▶ [Short exercise]: Rewrite the rows below with each "Drop a point" swapped for "Place a marker" and every other word left unchanged. Omit the pictures from your answer.

▶ [Supplied data]:
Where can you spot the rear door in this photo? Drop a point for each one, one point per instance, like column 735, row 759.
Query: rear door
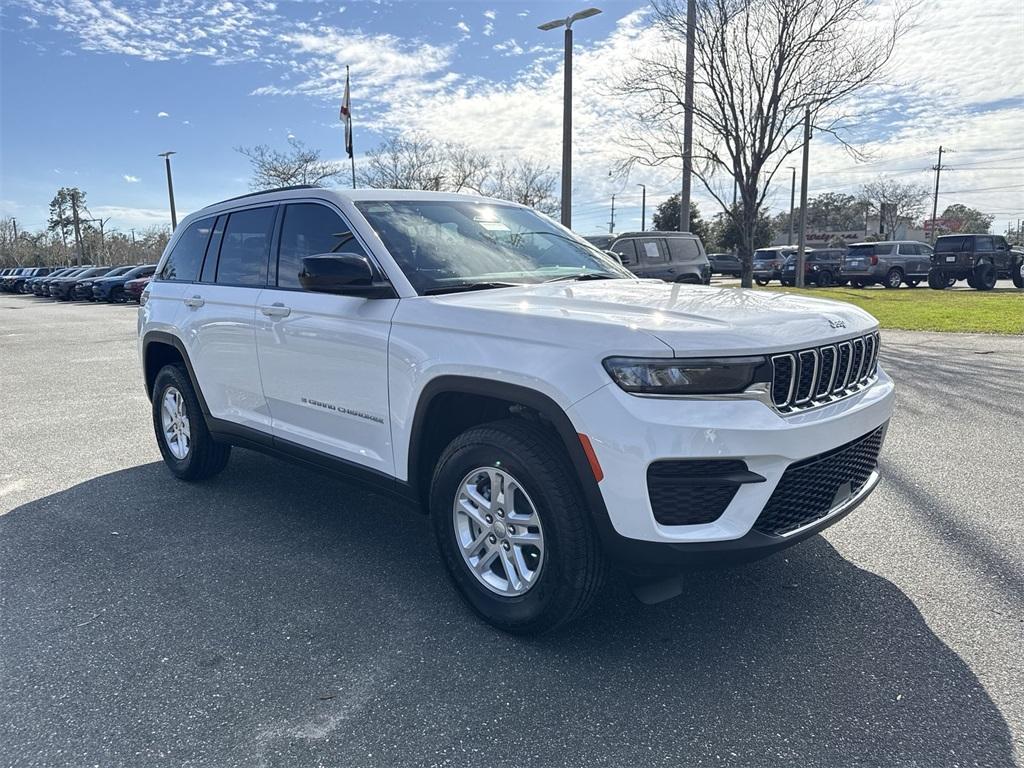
column 217, row 318
column 323, row 357
column 652, row 258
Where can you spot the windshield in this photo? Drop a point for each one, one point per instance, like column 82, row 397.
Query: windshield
column 443, row 244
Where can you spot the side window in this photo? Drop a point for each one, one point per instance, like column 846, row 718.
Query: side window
column 210, row 263
column 683, row 249
column 183, row 262
column 310, row 228
column 650, row 252
column 628, row 250
column 246, row 247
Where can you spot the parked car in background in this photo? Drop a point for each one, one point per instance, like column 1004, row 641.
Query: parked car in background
column 112, row 288
column 676, row 257
column 18, row 284
column 62, row 288
column 725, row 263
column 980, row 259
column 890, row 262
column 82, row 291
column 42, row 287
column 821, row 267
column 768, row 263
column 133, row 288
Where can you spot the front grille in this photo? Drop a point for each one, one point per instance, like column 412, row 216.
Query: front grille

▶ [Correct answer]:
Where can you spot the rear door in this photo? Place a marker for each one, one point per instance, like column 735, row 759.
Query: rear door
column 217, row 318
column 323, row 357
column 652, row 258
Where can you spot the windshield in this photo? Place a marker for each one, one point per instance, like column 82, row 397.
Query: windshield
column 443, row 244
Where can you spot the side window in this photo? Place a marker for each one, one point per instance, like column 846, row 718.
Query: side window
column 210, row 263
column 683, row 249
column 183, row 262
column 310, row 228
column 650, row 252
column 628, row 250
column 246, row 247
Where can you spot the parked car in background in this photo? Place a marker for each one, one point per instance, like column 1004, row 641.
Query: parked car in background
column 112, row 288
column 676, row 257
column 18, row 284
column 62, row 288
column 725, row 263
column 980, row 259
column 890, row 262
column 82, row 291
column 42, row 287
column 821, row 267
column 768, row 263
column 133, row 288
Where can you spot the front grille in this photo? Place a marker for each one, one point per instance, like column 412, row 216.
Query: front grille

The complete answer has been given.